[Opening EXTRACT PROVIDED section]

Or Why I Support a Public Option Health Care Plan for All
I went in a few weeks ago to my doctor’s for a routine physical. As my doctor’s asking me about my eating habits and checking my breasts, she finds an odd lump on my left breast. Lump + family history = ultrasound at a diagnostics lab. (I’m too young for a mammogram.) I freak out a little. My doctor says it’s probably nothing, just something I should get checked. I freak some more. I tell myself my mom’s had several benign lumps removed. Comfort comes in statistics and phone calls to friends. And then I freak out a little more.
At some point, I realize I’m not freaking out because I might have cancer and die, but I’m freaking out about my health insurance (or inn-sewer-ants, as Terry Prachett put it). I have employer-based health insurance. It’s expensive — but not as expensive as some — and I have to pay some out-of-pocket — but not as much out-of-pocket as others. I work for a Fortune 500 company, which Yahoo Business tells me, employs 20,000 people. They have some lobbying power; but not a lot, as insurance companies basically call all the shots.
My insurance covers preventative medicine and going to the doctor when I need antibiotics for inflamed tonsils or a cough that won’t go away. The insurance company “gives” me $1000/year to spend on non-preventive care. (I pay them more.) Then I have to meet a large deductible before they start paying again, at a percentage rate. Unless I had a major expense at the beginning of the year and then quit my coverage, I essentially pay for my own health care out-of-pocket. It’s the package for people like me. People who are in basically good health. People who the health insurance industry makes money off of.
I do have this deep-seated, mostly numbers justified fear: If I ever have a life-threatening illness, I have two choices, either go into bankruptcy or die.
Let’s roll back to a few weeks before my doctor’s appointment. My boyfriend Jason had these migraines which just didn’t go away. For a month. His doctor shipped him off to the University of Washington Hospital where they ran a battery of tests I’ve mostly only seen used on House, M.D. They essentially found nothing wrong with him and sent him home. Long story short, Jason actually had a severe sinus infection, which subsequently required more visits to his doctor’s office; more than one round of antibiotics; pain pills for a non-healing spinal tap puncture; and a week and a half of being laid up in bed literally.
When Jason’s bill came around, he had to pay $0 of the almost $3,000 worth of appointments, tests, and drugs. (Okay, he did have an under $30 copay on his medicines.) Had it been my bill, I would’ve had to pay all of it, and around $1,800 would’ve come straight out of my personal savings. Plus, I would’ve taken several days unpaid time off or used my vacation for sick time instead of taking it off for the holidays to visit my family.
Back to my lump, my first order of business, before I called for an appointment, was to call my insurance company. I needed to see if they would even cover the procedure. A very kind woman in customer service informed me that because of my age (25), breast exams — ultrasounds, mammograms, etc. — were not covered under preventive care. Even with my family history. This meant whatever tests I had to do would come out of my $1000 as long as I went to an in-network doctor. I thanked her for her help, and she wished me good luck, in the soft, gentle voice used for soldiers going into active battlefields. I made my appointment with the assurance that one test wasn’t going to bankrupt me.

[Closing EXTRACT PROVIDED section]
[Opening DATASET EXCERPTS section]

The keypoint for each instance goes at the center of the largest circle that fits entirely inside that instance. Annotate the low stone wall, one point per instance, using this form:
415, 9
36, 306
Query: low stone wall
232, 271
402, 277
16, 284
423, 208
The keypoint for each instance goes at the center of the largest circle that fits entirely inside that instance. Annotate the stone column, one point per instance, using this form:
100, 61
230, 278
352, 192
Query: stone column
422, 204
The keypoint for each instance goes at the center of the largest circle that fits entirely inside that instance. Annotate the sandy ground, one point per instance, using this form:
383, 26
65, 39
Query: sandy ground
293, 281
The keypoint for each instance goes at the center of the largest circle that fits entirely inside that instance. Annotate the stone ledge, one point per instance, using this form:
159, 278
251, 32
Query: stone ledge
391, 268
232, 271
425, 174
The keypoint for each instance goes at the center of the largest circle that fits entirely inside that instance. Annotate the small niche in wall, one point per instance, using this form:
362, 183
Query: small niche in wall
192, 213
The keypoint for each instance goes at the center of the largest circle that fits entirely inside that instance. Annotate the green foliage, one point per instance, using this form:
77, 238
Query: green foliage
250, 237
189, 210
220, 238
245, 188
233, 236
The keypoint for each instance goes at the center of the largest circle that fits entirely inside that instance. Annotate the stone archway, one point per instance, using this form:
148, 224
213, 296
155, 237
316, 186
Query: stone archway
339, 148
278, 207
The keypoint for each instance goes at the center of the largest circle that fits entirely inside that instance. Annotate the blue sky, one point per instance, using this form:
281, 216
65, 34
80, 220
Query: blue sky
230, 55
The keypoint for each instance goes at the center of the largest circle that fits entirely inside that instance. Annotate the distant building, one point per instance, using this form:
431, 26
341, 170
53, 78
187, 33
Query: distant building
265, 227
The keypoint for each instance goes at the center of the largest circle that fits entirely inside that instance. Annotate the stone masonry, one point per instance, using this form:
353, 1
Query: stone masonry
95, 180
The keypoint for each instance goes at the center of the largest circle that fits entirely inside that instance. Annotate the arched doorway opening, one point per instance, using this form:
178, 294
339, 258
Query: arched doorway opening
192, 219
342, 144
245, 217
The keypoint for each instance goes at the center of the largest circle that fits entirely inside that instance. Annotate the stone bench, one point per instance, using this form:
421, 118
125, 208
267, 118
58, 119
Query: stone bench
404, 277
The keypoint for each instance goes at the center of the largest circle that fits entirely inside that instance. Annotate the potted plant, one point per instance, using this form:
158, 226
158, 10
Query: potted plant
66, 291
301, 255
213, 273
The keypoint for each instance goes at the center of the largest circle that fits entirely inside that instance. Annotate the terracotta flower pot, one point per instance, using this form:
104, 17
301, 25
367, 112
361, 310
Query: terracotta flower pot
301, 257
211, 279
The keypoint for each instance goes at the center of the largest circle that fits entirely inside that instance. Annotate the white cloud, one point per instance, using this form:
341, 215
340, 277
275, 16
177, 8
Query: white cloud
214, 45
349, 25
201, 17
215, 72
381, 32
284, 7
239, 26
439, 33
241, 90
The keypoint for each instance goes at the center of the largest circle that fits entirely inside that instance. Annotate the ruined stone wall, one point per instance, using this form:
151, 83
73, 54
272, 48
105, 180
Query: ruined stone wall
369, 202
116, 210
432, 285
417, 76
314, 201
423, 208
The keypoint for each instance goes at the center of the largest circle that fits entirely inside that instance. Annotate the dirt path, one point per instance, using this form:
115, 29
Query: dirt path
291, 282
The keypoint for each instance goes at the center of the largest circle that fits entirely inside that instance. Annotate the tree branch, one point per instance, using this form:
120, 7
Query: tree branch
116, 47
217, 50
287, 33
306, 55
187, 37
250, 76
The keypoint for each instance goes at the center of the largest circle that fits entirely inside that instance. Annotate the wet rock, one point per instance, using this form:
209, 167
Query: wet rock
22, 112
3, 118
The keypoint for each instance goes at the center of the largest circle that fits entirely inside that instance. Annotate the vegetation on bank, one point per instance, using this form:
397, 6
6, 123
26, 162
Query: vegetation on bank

[Closing DATASET EXCERPTS section]

§ **DIRECTIONS FOR THIS TASK**:
Copy the passage of the health insurance essay from "Or Why I Support" up to and including "a little more.", replacing "ultrasound" with "sonogram". The entries have nothing to do with this.

§ **RESPONSE TO THE EXERCISE**:
Or Why I Support a Public Option Health Care Plan for All
I went in a few weeks ago to my doctor’s for a routine physical. As my doctor’s asking me about my eating habits and checking my breasts, she finds an odd lump on my left breast. Lump + family history = sonogram at a diagnostics lab. (I’m too young for a mammogram.) I freak out a little. My doctor says it’s probably nothing, just something I should get checked. I freak some more. I tell myself my mom’s had several benign lumps removed. Comfort comes in statistics and phone calls to friends. And then I freak out a little more.